==== SUPPLIED PASSAGE ====

Your Greatest Tool is Your Workspace

Outside the home, people spend more time at work than any other space. The average full-time employee spends over 8 hours a day working or commuting to work. With so much of our daily activities consumed by work, these spaces must add value to our daily lives. An excellent office space is productive, functional, adaptive, and inviting. These factors put together, create an engaging place that people want to work. How do you know if your workspace is actually working for you?

1) Office spaces should stimulate work.

An open desk floor is distracting for high-performing individuals tackling complex problems, while a tight office stifles collaborative brainstorming sessions. The spaces must function for the task at hand and not inhibit the daily activities. Think adaptive furniture that can group together or wheel apart, moving walls to open up spaces or provide privacy, or designated areas for certain types of activity levels. Give workers some flexibility to choose where they are working on a given task. Noise level matters, too. Some offices thrive on a lounge-like noise level, while others prefer soft pink noise. Depending on your needs, consider creating quiet zones for when workers need to concentration.

2) Office spaces mirror business needs.

No two businesses have the same space needs. Take an engineering firm. It’s likely the employees need places to meet with clients, for small-team collaborative meetings, and quiet areas with the tech tools for individual work. Compare to a photographer, who needs an open space for shoots and a private place to edit.

==== INPUT DATA ====

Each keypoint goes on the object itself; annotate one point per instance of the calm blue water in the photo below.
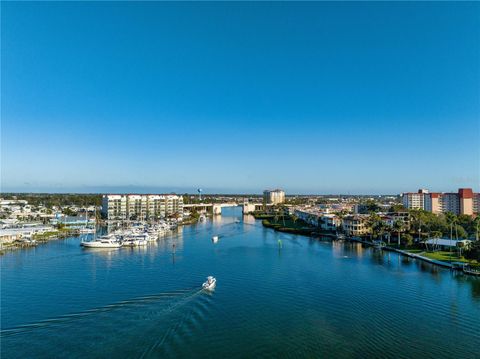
(310, 299)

====

Reproduce the workspace text above word for word, in its entirety.

• _WRITTEN RESPONSE_
Your Greatest Tool is Your Workspace

Outside the home, people spend more time at work than any other space. The average full-time employee spends over 8 hours a day working or commuting to work. With so much of our daily activities consumed by work, these spaces must add value to our daily lives. An excellent office space is productive, functional, adaptive, and inviting. These factors put together, create an engaging place that people want to work. How do you know if your workspace is actually working for you?

1) Office spaces should stimulate work.

An open desk floor is distracting for high-performing individuals tackling complex problems, while a tight office stifles collaborative brainstorming sessions. The spaces must function for the task at hand and not inhibit the daily activities. Think adaptive furniture that can group together or wheel apart, moving walls to open up spaces or provide privacy, or designated areas for certain types of activity levels. Give workers some flexibility to choose where they are working on a given task. Noise level matters, too. Some offices thrive on a lounge-like noise level, while others prefer soft pink noise. Depending on your needs, consider creating quiet zones for when workers need to concentration.

2) Office spaces mirror business needs.

No two businesses have the same space needs. Take an engineering firm. It’s likely the employees need places to meet with clients, for small-team collaborative meetings, and quiet areas with the tech tools for individual work. Compare to a photographer, who needs an open space for shoots and a private place to edit.